Вопросы и задания ->
1. Какие слова, согласно отрывку о профилировании, Майк повторяет в своих отчетах, если не уверен в чем-то абсолютно?
2. Объясните по отрывку о профилировании, почему Майку на стадии изучения материалов важно не знать, кого подозревает полиция.

С самого нашего знакомства я на одном дыхании слушала рассказы Майка о профилировании. Метод Тони Хилла во многом списан с метода Майка. В кабинете Майка полки забиты книгами по судебной психологии, в том числе воспоминаниями составителей психологических портретов. Майк отлично понимает просчеты некоторых своих предшественников. «Всегда нужно подчеркивать, что назвать можно лишь общие характеристики. Нельзя сказать, что убийца — такой-то конкретный человек».
Составляя портреты, Майк опирается на эмпирические исследования преступников, а также на опыт многолетнего сотрудничества с полицией и работы в психиатрических клиниках. Это дает ему богатый материал, но, подобно доктору Томасу Бонду в 1888 году, он не забывает повторять в своих отчетах слова «вероятно» и «возможно», если только он абсолютно не уверен в чем-то.
После осмотра места преступления Майк изучает фотографии, полицейские отчеты, показания очевидцев, данные аутопсии, фотографии и всякую полезную информацию, какую может получить. На этой стадии важно не знать, кого подозревает полиция, чтобы на психологический портрет не повлияли версии следователей. Чем меньше субъективности и предвзятости, тем лучше.

(Сохраненные позиции)
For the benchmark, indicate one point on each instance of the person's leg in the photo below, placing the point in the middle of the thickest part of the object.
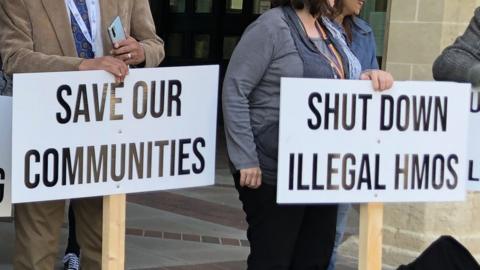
(314, 246)
(272, 229)
(37, 229)
(88, 218)
(72, 244)
(342, 217)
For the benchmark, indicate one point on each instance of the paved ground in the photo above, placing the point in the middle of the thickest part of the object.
(191, 229)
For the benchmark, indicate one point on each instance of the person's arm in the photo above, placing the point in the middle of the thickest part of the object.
(17, 48)
(373, 52)
(143, 30)
(456, 60)
(19, 55)
(248, 63)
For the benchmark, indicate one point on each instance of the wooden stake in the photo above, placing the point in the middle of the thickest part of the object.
(370, 245)
(113, 246)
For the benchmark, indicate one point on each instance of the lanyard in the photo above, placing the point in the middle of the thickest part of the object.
(337, 65)
(92, 8)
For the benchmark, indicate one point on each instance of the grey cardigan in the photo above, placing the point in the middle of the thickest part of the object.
(272, 47)
(456, 60)
(251, 88)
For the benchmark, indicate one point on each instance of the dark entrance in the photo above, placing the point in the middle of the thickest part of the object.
(198, 32)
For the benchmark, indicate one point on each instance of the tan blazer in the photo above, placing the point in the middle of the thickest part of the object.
(36, 36)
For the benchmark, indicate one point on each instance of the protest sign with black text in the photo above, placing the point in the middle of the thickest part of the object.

Ответы к заданиям ->
1. Слова «вероятно» и «возможно».

2. Так версии следователей не повлияют на психологический портрет. Чем меньше в нем субъективности и предвзятости, тем лучше.